Instruction for the entries below: return the part that opens with the line containing "foliage, shaped like this sample" and closes with the line containing "canopy, shaped like this sample", exactly, and no pictures.
DATA TO PROCESS START
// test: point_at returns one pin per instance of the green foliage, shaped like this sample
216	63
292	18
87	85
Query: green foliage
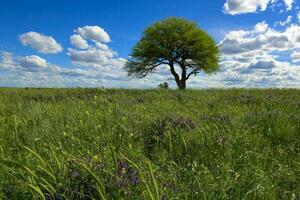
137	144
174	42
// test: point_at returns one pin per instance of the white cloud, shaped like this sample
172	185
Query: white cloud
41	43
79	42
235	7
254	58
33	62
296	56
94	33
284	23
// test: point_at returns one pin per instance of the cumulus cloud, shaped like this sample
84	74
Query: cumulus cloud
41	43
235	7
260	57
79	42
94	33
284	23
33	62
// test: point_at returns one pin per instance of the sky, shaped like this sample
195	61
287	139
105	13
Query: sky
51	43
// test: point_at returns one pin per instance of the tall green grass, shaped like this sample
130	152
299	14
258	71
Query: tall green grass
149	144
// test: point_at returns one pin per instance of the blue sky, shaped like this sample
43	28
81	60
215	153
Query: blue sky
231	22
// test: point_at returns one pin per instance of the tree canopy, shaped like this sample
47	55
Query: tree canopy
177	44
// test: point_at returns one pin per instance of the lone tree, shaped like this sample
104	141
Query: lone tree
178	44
DATA TO PROCESS END
DATA TO PROCESS START
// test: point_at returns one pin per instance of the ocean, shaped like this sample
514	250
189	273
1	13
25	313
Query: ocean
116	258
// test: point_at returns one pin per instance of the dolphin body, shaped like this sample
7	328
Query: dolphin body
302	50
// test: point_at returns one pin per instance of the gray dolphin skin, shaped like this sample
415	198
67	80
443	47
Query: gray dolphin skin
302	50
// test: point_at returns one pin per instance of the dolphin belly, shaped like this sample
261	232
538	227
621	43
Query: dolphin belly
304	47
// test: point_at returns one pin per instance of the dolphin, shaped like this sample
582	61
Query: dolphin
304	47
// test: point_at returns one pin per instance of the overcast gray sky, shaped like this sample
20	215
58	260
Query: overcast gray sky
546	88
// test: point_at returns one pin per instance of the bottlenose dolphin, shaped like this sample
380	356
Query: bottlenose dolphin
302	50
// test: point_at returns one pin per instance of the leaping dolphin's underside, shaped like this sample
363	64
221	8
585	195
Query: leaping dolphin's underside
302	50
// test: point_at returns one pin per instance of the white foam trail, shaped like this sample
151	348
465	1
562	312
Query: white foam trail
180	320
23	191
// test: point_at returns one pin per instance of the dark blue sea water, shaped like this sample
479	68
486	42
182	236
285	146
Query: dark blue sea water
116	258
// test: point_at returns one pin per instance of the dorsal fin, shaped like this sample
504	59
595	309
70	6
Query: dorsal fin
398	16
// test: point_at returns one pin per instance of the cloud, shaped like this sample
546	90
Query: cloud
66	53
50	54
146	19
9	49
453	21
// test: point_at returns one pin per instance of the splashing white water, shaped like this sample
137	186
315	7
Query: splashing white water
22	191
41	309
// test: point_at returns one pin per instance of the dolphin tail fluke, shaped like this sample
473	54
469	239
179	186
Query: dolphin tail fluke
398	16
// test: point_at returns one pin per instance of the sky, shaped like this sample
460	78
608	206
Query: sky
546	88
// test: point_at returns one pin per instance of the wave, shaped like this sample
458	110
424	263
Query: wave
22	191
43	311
DATA TO PROCESS END
DATA TO PROCESS START
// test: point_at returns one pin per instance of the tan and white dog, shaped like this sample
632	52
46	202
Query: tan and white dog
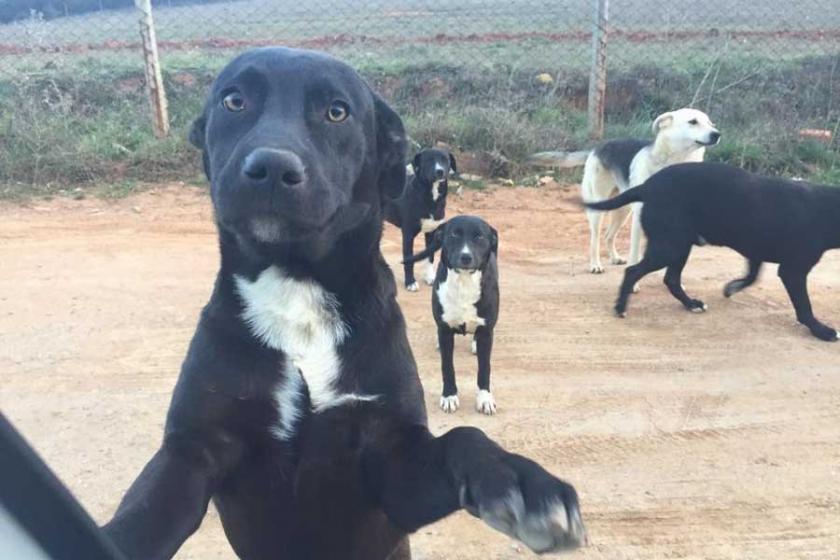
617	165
DATA TO PROCESS END
• [TASK ANSWER]
// test: point_at returns one pin per instance of the green foliage, shaped like this sample
216	63
292	18
87	85
Query: green foliage
137	144
174	42
// test: point_at returns one pin per instance of the white cloud, shaped like this sample
172	185
Query: white cloud
41	43
79	42
235	7
254	58
33	62
296	56
94	33
284	23
// test: point_at returns one pin per instance of the cumulus cloud, shaped like this sample
84	74
Query: cumulus cloud
41	43
235	7
260	57
79	42
94	33
284	23
33	62
// test: point_at returns one pin per instance of the sky, shaped like this sample
195	61
287	139
105	13
Query: sky
51	43
// test: point_at returns one pin per instance of the tall green grass, shaped like this sample
130	152
299	14
258	71
Query: tall green grass
149	144
// test: point_at returns one pin per instance of the blue sky, shaped like this sample
43	28
81	60
215	153
Query: blue sky
231	22
// test: point_at returns one pin per instance of the tree canopy, shaped like this sample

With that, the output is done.